DATASET CONTENT:

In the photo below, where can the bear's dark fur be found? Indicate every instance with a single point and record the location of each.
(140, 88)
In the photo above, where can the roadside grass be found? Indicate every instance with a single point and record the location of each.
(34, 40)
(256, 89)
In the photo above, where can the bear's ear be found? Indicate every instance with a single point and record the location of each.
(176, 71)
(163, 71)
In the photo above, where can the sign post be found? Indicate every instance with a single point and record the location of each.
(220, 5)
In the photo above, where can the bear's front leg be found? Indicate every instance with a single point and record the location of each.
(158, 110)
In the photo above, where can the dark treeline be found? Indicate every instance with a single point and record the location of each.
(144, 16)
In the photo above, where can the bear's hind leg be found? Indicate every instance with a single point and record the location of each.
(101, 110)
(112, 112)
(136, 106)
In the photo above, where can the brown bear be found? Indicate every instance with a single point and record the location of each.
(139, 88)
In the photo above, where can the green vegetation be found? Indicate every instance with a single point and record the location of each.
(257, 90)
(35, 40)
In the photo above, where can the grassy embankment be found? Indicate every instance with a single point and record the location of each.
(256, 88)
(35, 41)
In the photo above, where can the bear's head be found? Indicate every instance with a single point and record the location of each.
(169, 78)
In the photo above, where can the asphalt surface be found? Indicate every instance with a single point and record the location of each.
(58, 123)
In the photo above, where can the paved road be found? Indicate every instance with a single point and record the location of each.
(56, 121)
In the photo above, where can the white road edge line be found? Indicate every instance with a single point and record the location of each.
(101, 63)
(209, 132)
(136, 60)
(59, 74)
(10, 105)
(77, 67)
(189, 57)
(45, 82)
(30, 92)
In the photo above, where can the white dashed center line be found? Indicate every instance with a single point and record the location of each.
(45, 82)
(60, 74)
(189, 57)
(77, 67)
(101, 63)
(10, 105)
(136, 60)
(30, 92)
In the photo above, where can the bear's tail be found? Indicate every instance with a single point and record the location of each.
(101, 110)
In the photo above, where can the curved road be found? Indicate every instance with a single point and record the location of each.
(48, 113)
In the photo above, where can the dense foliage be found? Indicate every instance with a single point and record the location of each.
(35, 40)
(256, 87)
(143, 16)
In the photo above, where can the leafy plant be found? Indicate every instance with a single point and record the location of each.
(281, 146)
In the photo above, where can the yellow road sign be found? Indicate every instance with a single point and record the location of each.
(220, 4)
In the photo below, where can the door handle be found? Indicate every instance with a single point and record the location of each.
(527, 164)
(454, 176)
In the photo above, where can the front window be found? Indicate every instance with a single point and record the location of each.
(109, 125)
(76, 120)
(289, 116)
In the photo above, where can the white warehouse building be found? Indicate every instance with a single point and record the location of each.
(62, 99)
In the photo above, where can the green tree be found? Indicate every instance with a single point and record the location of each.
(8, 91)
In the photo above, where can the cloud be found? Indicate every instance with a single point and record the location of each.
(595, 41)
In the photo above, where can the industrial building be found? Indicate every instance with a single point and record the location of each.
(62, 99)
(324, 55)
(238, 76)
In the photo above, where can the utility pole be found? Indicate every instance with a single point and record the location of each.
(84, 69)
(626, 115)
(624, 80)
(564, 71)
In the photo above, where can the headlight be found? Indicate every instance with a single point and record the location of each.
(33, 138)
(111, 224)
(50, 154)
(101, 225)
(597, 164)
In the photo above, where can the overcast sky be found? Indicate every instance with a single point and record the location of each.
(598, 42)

DIRECTIONS:
Retype every one of the records above word for word.

TASK RESPONSE:
In the photo below, where can the bear's dark fur be found? Indicate every instance with a single point and record the location of each.
(140, 88)
In the photo above, where can the roadside grass be found? Indicate every instance with a single point and record the location of each.
(34, 40)
(256, 89)
In the photo above, where can the bear's ear be found? Indicate every instance with a single point and record the location of each.
(176, 71)
(163, 71)
In the photo above, where can the sign post be found? Indicate every instance with a single point and record the location of each.
(220, 5)
In the photo above, where can the bear's front leg be found? Indicate every instance with a single point and record the location of each.
(158, 110)
In the photo above, where can the dark treeline be found? Indicate every instance with a single point and record the location of each.
(144, 16)
In the photo above, where can the bear's hind leg be found? Indicate every instance with a single point and record the location of each.
(101, 110)
(112, 112)
(136, 106)
In the photo above, where can the brown bear be found? Indicate every instance with a single point and record the location of each.
(139, 88)
In the photo above, where can the green vegetation be found? Indicate every instance with a single point and record the location of each.
(257, 90)
(35, 40)
In the photo above, where can the grassy embankment be found? Indicate every instance with a single point and record the location of each.
(256, 88)
(35, 41)
In the photo above, where can the bear's head be found? Indicate every instance with a single point and record the location of each.
(169, 78)
In the photo above, where can the asphalt surface be found? Indicate every instance with a single point and record the location of each.
(58, 123)
In the photo above, where can the paved road be found? Indicate every instance with a single point and record the location of each.
(56, 121)
In the photo above, where can the white road edge line be found? Indicate every instance with a single point and record the location of each.
(101, 63)
(209, 132)
(136, 60)
(59, 74)
(10, 105)
(77, 67)
(189, 57)
(45, 82)
(30, 92)
In the photo above, where can the white dashed center line be found? Indicate every instance with a single point and record the location of each.
(45, 82)
(60, 74)
(189, 57)
(77, 67)
(101, 63)
(10, 105)
(136, 60)
(30, 92)
In the photo above, where can the bear's tail be found? Indicate every instance with a single point and record the location of each.
(101, 110)
In the photo above, where can the curved road be found? Indicate every instance with a single point and record the location of each.
(48, 113)
In the photo above, where can the dense foliage be found? Indicate every instance with a single point and record the location of each.
(35, 40)
(256, 87)
(143, 16)
In the photo above, where can the leafy plant be found? Indicate every instance with a single point and record the location of each.
(281, 146)
In the photo above, where can the yellow road sign be found? Indicate every instance with a single point and record the location of each.
(220, 4)
In the photo below, where can the door handle be found? Indicate every instance with a single point and record the location of each.
(527, 164)
(454, 176)
In the photo above, where can the front window be found? Indicate every instance with a single point and record the location of each.
(109, 125)
(76, 120)
(289, 116)
In the photo above, where can the white warehouse building be found? Indicate every instance with a single point and record the location of each.
(62, 99)
In the photo above, where can the green tree be found? Indicate every instance with a single point and record the location of each.
(8, 91)
In the photo above, where can the cloud be found? Indicate every instance with a single point and record the location of each.
(595, 41)
In the photo above, where can the industrial building be found? Indicate every instance with a single point and record the location of each.
(62, 99)
(324, 55)
(238, 76)
In the photo above, where can the utility pole be found? Indicate every instance with a single point and record the location of each.
(84, 69)
(626, 115)
(624, 80)
(564, 71)
In the photo above, where can the headlight be found? Indicate every instance with a single point and record the location of each.
(33, 138)
(111, 224)
(50, 154)
(101, 225)
(597, 164)
In the photo above, where can the overcast sky be found? Indicate every instance with a single point and record the location of each.
(598, 42)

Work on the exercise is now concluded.